### Extracted text
-----

More ways of accessing metadata

Access just features:

artifact.features

Or get labels given a feature:

artifact.labels.get(features.tissue).df()
artifact.labels.get(features.collection).one()

If you want to query a slice of the array data, you have two options:

  1. Cache & load the entire array into memory via artifact.load() -> AnnData (caches the h5ad on disk, so that you only download once)

  2. Stream the array from the cloud using a cloud-backed accessor artifact.backed() -> AnnDataAccessor

Both options will run much faster if you run them close to the data (AWS S3 on the US West Coast, consider logging into hosted compute there).

1. Cache & load#

Let us first consider option 1:

adata = artifact.load()

-----

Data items
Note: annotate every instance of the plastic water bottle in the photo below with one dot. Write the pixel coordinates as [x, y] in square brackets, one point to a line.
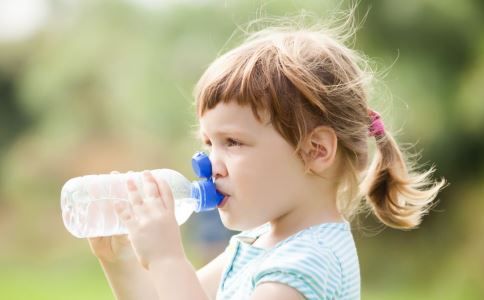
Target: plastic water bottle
[87, 202]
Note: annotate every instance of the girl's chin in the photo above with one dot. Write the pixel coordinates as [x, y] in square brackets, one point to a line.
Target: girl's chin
[231, 222]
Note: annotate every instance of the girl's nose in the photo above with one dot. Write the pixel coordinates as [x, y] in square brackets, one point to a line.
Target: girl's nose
[218, 166]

-----

### Task 1
In the metadata access text, where is the data located, such that running either option close to it makes it much faster?
### Task 2
Print the part of the metadata access text that opens with the words containing "artifact.labels.get(features.collection).one()" and closes with "only download once)".

### Exercise solution 1
AWS S3 on the US West Coast

### Exercise solution 2
artifact.labels.get(features.collection).one()

If you want to query a slice of the array data, you have two options:

  1. Cache & load the entire array into memory via artifact.load() -> AnnData (caches the h5ad on disk, so that you only download once)